### [AUFGABE 1]
Wie viele Zeilen der Datensätze unten enthalten die Zeichenfolge „lanyard“, wenn Groß- und Kleinschreibung zählt? Zählen Sie nach und nennen Sie nur die Zahl.

### [SEITE]
___

Merkel will Dioxin-Streit ein Ende setzen

Berlin/Hannover (dpa) - Im Dioxin-Skandal hat Kanzlerin Angela Merkel (CDU) den Krach zwischen Agrarministerin Ilse Aigner (CSU) und dem Land Niedersachsen zur Chefsache gemacht.

Regierungssprecher Steffen Seibert sagte am Montag nach dem Streit über eine Informationspanne, die Aufklärung solle vorn stehen. Niedersachsen räumte einen Fehler ein.

Bei der Sondersitzung der Agrar- und Verbraucherminister an diesem Dienstag in Berlin bahnt sich ein Streit über Aigners Forderung nach mehr Bundeskompetenzen an. Merkel hofft auf Zustimmung der Länder zu Aigners Zehn-Punkte-Plan für schärfere Dioxin-Kontrollen. In mehreren Ländern wurde verbotenes Antibiotikum in Tierfutter gefunden.

Aigner kritisiert, dass sie bei einem Besuch in Niedersachsen nicht von der Ausweitung des Dioxin-Verdachts erfuhr. Sie hatte von McAllister personelle Konsequenzen gefordert und ihm ein Ultimatum gestellt. Die Kanzlerin telefonierte mit beiden. Merkel stellte sich indirekt hinter Aigners Kritik. Das Entscheidende sei jetzt die Aufklärung zugunsten der Verbraucher, sagte Seibert.

Aigner wird an diesem Mittwoch voraussichtlich eine Regierungserklärung zum Dioxin-Skandal abgeben. Koalitionskreise bestätigten einen entsprechenden Bericht der „Passauer Neuen Presse“ (Dienstag) über diese Pläne.

McAllister nannte Aigners Vorgehen „ungewöhnlich“ und schloss personelle Konsequenzen auf der politischen Ebene aus. Berlin und Hannover hätten sich aber verständigt, dass es Kommunikationsprobleme gab. Denn Staatssekretär Friedrich-Otto Ripke hat anders als erst behauptet doch früher von der drohenden Sperrung zusätzlicher Betriebe erfahren. Er habe das ganze Ausmaß zunächst nicht gekannt, sagte Ministeriumssprecher Gert Hahne. Bei der Untersuchung von Futterfett kam es laut Agrarministerium in einem anderen Land zu einer Panne, indem Proben verwechselt wurden.

In 9 von 21 weiteren Futterfettproben bei Waren der schleswig- holsteinischen Firma Harles und Jentzsch wurde der zulässige Dioxin- Höchstgehalt überschritten, teilte das Agrarministerium mit. Dabei ging es um den Standort Bösel in Niedersachsen. Insgesamt sei bei 94 Proben 39 Mal der Höchstgehalt übertroffen worden. Harles und Jentzsch soll Fett gepanscht haben und gilt als Auslöser des Skandals. Aigner forderte schnelle Aufklärung der Länder über Dioxin- Fälle und bot Hilfe des Bundes an. Beim Krisenmanagement sollen auch Fachleute der EU helfen.

___

### [ANGEZEIGTE DATEN]

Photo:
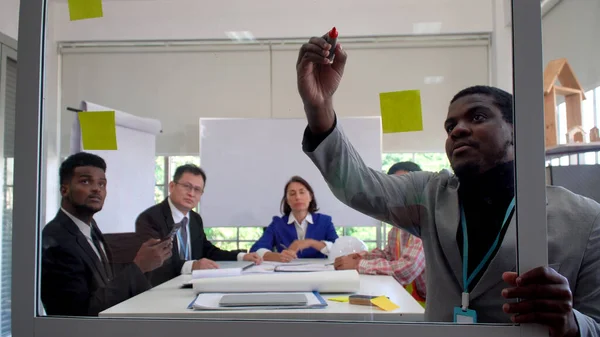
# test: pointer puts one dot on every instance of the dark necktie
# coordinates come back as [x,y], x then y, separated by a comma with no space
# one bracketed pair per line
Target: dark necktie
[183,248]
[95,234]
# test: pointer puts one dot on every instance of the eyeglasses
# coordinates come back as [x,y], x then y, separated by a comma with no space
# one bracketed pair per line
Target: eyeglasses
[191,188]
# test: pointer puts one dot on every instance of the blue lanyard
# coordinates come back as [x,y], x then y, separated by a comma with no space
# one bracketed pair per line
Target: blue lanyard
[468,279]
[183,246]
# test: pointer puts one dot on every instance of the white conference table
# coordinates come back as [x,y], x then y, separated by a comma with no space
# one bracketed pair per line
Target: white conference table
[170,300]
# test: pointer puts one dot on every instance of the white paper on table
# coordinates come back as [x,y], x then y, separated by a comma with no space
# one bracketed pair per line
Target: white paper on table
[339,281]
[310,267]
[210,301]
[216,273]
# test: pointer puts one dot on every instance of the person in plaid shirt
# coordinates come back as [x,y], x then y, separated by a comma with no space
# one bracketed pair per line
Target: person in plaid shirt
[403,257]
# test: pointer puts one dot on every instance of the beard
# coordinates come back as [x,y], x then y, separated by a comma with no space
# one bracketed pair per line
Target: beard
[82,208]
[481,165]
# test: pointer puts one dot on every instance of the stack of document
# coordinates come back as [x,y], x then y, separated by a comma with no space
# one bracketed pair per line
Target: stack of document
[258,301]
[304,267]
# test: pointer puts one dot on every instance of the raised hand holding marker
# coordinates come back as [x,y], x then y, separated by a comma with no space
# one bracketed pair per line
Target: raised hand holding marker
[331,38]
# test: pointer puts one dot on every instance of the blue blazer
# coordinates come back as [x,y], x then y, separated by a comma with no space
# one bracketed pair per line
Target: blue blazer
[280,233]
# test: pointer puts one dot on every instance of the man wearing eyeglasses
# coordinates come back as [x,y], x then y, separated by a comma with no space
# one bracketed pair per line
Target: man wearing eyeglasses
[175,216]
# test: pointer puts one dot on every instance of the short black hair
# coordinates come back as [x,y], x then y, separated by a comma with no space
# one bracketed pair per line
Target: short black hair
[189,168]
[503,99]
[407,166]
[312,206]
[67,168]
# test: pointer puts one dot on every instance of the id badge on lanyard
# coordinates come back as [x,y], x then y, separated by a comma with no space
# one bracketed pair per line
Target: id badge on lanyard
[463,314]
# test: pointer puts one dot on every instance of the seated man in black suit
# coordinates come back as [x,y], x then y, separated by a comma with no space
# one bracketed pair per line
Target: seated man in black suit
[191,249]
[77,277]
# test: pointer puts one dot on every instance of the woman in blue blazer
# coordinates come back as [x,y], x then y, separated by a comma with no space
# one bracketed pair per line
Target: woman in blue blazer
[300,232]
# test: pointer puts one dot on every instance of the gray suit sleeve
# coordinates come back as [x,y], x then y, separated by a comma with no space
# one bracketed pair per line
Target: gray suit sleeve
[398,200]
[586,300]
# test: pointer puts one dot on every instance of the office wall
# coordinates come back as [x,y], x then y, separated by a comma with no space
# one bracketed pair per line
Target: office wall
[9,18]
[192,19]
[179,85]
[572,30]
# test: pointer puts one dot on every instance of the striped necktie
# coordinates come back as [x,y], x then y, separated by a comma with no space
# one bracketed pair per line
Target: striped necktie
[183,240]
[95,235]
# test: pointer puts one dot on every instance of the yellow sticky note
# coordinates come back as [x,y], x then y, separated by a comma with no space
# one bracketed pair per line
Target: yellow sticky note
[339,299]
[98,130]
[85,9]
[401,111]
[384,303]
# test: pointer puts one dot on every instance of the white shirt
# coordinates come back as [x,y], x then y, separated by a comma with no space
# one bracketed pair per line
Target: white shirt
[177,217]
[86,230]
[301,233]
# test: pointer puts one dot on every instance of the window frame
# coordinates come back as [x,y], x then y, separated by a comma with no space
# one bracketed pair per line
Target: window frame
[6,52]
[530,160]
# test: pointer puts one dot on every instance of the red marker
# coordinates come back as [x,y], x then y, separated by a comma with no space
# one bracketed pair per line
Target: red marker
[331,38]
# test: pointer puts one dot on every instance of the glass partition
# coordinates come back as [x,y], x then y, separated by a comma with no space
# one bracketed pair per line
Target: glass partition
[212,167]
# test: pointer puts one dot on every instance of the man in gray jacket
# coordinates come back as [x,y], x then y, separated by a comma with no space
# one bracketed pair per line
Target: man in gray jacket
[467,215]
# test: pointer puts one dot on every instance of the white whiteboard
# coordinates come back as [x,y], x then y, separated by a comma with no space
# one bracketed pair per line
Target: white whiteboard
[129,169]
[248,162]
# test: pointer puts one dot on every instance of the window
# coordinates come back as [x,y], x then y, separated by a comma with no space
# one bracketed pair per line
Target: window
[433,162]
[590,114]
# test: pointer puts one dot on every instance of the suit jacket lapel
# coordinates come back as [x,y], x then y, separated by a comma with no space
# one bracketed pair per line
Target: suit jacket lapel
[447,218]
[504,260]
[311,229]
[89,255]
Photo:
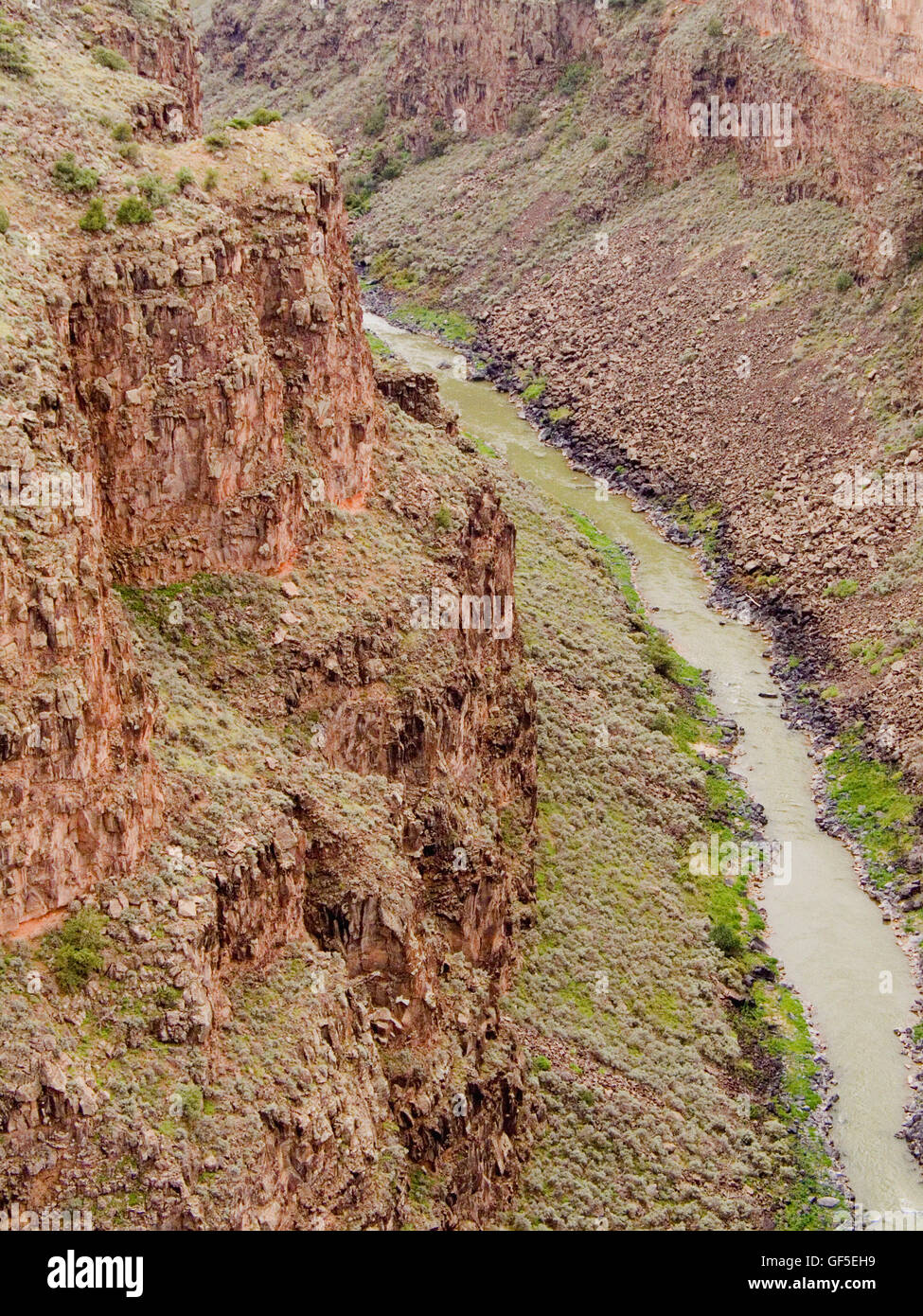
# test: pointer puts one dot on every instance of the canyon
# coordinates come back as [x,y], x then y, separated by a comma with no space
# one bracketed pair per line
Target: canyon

___

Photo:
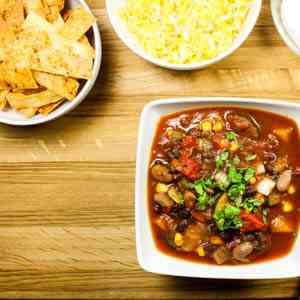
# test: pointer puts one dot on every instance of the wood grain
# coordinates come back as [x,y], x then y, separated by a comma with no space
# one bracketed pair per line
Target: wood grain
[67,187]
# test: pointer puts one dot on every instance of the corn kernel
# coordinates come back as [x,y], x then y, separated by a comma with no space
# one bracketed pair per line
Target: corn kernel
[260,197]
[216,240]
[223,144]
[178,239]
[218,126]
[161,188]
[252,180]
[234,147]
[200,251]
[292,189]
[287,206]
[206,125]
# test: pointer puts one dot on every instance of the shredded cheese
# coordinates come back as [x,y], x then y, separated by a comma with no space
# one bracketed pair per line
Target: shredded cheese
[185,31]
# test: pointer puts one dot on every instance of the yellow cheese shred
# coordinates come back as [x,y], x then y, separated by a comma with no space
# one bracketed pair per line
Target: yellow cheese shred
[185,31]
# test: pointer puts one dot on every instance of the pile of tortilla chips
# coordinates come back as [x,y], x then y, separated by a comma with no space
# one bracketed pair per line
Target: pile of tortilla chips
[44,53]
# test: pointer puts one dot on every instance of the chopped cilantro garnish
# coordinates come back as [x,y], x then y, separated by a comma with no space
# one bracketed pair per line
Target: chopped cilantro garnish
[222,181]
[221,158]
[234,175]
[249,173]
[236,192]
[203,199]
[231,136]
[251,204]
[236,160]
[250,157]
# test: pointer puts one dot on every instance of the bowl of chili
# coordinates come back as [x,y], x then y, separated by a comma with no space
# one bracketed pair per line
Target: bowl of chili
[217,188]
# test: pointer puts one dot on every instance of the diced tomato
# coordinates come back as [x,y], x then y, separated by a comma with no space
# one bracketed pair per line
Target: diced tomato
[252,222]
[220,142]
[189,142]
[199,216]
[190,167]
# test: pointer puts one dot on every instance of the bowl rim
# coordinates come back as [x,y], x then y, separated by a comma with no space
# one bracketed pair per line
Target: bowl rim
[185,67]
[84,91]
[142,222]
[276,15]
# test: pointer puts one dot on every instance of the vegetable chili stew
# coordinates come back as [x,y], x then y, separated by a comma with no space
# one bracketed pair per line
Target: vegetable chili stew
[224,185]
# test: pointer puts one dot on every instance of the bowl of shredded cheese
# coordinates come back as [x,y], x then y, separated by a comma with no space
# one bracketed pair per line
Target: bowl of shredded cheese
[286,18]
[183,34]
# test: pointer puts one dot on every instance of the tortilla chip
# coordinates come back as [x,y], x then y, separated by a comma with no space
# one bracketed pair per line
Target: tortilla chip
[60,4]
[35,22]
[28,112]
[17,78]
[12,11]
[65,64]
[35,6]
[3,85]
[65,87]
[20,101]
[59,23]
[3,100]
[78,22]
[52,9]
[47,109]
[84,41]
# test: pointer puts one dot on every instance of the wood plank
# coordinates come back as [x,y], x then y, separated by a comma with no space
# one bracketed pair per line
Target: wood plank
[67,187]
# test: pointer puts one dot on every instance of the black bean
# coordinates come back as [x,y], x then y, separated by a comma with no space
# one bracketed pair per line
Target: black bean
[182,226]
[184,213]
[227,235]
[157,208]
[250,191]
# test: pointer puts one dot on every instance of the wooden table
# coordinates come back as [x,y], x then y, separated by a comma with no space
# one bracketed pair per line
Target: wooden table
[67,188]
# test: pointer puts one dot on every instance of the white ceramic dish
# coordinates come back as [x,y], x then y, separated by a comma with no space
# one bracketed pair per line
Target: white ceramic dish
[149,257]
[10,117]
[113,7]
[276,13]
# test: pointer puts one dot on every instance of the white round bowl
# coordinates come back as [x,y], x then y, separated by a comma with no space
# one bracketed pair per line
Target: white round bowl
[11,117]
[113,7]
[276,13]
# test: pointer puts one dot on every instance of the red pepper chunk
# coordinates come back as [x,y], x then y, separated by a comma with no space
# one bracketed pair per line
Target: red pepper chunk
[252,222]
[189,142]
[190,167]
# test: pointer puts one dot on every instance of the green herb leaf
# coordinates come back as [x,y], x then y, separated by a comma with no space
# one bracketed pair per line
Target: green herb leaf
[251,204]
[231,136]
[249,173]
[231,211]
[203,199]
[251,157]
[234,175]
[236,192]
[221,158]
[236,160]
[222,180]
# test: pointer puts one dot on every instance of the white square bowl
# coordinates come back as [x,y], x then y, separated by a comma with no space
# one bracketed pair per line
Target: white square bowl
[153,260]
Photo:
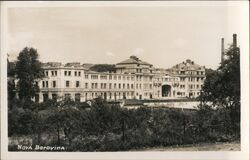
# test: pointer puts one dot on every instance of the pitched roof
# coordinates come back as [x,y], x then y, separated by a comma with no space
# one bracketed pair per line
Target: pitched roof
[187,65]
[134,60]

___

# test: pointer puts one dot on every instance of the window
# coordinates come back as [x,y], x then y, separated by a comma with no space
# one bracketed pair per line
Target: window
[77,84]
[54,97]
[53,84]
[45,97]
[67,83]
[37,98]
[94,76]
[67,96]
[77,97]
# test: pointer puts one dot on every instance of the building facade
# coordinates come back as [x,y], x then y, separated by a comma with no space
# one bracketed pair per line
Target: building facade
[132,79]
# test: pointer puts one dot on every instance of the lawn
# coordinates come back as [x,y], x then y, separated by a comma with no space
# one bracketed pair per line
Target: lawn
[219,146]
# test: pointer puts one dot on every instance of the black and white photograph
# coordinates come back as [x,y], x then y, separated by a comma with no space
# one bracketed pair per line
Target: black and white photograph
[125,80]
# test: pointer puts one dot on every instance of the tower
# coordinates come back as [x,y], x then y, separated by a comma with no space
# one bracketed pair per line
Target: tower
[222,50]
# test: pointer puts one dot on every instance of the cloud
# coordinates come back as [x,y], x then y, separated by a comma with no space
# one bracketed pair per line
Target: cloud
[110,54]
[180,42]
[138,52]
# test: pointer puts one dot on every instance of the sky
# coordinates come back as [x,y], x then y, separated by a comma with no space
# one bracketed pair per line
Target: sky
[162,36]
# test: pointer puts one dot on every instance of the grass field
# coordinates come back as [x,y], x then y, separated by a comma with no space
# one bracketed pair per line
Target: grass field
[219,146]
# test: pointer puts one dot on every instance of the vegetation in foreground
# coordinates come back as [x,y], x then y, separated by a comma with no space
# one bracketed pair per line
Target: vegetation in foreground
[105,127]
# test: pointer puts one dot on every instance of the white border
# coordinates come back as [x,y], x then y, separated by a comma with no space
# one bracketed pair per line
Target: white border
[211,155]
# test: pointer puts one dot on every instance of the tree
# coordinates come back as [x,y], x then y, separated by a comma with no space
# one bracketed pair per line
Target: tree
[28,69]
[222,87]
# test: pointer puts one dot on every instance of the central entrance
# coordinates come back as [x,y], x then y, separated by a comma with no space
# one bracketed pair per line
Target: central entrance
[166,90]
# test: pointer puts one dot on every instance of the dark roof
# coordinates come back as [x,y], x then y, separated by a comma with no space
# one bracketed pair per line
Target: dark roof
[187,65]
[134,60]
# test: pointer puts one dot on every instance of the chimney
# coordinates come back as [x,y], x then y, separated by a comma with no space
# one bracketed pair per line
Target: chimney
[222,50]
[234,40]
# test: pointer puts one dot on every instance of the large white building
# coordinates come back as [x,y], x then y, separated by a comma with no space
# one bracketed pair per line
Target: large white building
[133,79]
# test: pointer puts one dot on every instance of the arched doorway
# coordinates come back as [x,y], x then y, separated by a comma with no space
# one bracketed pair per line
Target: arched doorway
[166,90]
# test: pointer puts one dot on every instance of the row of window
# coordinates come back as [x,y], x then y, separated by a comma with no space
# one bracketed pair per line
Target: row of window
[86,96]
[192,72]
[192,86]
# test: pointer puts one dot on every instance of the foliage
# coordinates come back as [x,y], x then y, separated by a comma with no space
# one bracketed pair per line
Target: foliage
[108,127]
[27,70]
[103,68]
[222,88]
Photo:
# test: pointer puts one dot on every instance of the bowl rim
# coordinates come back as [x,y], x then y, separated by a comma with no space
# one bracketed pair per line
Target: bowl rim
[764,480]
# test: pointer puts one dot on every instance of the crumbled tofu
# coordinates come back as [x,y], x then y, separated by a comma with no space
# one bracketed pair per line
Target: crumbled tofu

___

### [AUFGABE 2]
Schreiben Sie aus dem Artikel über den Dioxin-Skandal oben die Stelle zwischen „Bei der Sondersitzung“ und „Verbraucher, sagte Seibert.“, beide einschließlich, wortgetreu ab.

### [ERGEBNIS 1]
4

### [ERGEBNIS 2]
Bei der Sondersitzung der Agrar- und Verbraucherminister an diesem Dienstag in Berlin bahnt sich ein Streit über Aigners Forderung nach mehr Bundeskompetenzen an. Merkel hofft auf Zustimmung der Länder zu Aigners Zehn-Punkte-Plan für schärfere Dioxin-Kontrollen. In mehreren Ländern wurde verbotenes Antibiotikum in Tierfutter gefunden.

Aigner kritisiert, dass sie bei einem Besuch in Niedersachsen nicht von der Ausweitung des Dioxin-Verdachts erfuhr. Sie hatte von McAllister personelle Konsequenzen gefordert und ihm ein Ultimatum gestellt. Die Kanzlerin telefonierte mit beiden. Merkel stellte sich indirekt hinter Aigners Kritik. Das Entscheidende sei jetzt die Aufklärung zugunsten der Verbraucher, sagte Seibert.